INSTRUKSI:
Berdasarkan kutipan tentang teknik dasar pendakian, jelaskan dalam satu hingga tiga kalimat mengapa teknik memanjat memungkinkan pendakian dilakukan dengan tepat, aman, dan sedapat mungkin cepat.

KUTIPAN TERPILIH:
= = =

TEKNIK DASAR PENDAKIAN/ROCK CLIMBING
A. Teknik Mendaki
Teknik
memanjat pada dasarnya merupakan cara agar kita dapat menempatkan tubuh
sedemikian rupa sehingga cukup stabil, memberi peluang untuk bergerak,
dan dapat bertahan lama (tidak melelahkan). Dengan demikian kita dapat
melakukan pendakian dengan tepat, aman, dan sedapat mungkin cepat.
Stabilitas
atau keseimbangan kedudukan badan muncul sebagai hasil hubungan antara
berat badan dan gaya tumpuan atau pegangan yang ada pada permukaan
tebing. Pengaturan letak badan, gaya tumpuan dan pegangan menentukan
kestabilan yang diperoleh. Peluang gerak untuk mendaki lebih lanjut
ditentukan oleh kemampuan menempatkan tubuh pada tempat yang cocok untuk
kondisi medan yang dihadapi.

= = =

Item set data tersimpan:
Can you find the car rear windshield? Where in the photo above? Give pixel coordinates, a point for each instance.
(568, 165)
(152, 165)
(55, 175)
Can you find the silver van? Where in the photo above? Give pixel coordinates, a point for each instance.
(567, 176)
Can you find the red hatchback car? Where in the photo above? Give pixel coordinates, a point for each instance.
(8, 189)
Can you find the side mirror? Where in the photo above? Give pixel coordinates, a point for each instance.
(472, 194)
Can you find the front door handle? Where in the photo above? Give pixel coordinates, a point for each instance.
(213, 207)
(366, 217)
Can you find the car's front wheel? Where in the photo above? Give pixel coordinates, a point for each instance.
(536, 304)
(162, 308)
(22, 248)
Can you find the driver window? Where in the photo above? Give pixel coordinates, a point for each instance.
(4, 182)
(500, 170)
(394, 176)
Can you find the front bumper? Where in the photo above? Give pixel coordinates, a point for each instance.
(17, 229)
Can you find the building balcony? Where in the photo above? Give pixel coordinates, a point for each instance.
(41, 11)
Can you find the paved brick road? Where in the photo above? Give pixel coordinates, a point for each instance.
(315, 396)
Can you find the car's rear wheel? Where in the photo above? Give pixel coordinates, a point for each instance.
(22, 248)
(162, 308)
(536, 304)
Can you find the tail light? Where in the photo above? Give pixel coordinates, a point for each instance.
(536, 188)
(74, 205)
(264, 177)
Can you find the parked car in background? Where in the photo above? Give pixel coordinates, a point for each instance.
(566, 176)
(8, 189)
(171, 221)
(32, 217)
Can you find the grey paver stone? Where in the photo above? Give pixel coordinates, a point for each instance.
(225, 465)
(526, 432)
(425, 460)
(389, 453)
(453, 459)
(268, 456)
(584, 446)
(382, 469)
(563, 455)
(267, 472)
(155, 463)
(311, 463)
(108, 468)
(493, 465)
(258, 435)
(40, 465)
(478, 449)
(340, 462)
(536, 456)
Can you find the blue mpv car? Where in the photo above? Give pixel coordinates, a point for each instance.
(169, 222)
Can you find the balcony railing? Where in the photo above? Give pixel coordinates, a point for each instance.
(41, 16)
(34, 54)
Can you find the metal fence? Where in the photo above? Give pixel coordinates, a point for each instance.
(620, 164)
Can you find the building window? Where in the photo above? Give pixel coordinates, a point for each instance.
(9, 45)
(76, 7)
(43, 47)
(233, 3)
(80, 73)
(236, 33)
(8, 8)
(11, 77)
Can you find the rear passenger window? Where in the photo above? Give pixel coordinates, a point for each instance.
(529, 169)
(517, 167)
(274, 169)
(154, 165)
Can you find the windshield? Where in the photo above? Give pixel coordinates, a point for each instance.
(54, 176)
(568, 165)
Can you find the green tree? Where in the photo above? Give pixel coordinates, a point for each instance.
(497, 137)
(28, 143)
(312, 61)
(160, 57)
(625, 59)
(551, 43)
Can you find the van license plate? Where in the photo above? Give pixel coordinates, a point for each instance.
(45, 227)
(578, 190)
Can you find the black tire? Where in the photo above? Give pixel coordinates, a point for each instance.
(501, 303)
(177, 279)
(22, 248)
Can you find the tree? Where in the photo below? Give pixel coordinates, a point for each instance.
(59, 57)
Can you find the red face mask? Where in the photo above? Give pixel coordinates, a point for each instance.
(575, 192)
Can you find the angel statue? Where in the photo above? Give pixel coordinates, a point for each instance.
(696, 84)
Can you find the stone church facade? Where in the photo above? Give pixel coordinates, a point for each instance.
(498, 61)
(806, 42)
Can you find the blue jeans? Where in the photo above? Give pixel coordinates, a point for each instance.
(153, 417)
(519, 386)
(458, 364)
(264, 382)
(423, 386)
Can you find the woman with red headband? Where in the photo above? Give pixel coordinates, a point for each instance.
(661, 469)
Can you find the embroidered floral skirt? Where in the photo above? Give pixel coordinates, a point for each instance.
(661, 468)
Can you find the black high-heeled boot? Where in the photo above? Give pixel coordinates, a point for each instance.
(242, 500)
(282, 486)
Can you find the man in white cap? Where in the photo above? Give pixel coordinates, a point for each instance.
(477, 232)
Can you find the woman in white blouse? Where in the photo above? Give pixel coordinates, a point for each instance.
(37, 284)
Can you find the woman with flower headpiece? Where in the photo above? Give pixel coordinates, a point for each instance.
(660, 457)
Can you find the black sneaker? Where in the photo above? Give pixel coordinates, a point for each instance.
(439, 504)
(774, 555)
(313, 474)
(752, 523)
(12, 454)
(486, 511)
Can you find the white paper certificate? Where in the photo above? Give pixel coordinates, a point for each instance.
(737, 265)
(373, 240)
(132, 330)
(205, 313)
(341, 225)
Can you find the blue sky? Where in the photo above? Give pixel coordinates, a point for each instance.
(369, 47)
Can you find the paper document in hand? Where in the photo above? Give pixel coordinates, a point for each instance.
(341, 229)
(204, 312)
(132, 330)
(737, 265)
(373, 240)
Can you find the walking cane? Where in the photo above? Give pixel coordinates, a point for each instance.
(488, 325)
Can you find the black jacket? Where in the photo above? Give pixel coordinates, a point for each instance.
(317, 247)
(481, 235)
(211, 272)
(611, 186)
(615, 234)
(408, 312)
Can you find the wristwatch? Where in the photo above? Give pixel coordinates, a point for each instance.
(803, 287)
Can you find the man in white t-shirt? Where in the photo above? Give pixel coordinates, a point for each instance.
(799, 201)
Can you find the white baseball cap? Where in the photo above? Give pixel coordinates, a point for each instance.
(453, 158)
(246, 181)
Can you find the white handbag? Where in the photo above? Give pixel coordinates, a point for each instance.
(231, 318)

= = =

JAWABAN:
Teknik memanjat pada dasarnya merupakan cara menempatkan tubuh sedemikian rupa sehingga cukup stabil, memberi peluang untuk bergerak, dan dapat bertahan lama tanpa melelahkan. Dengan penempatan tubuh seperti itu, pendakian dapat dilakukan dengan tepat, aman, dan sedapat mungkin cepat.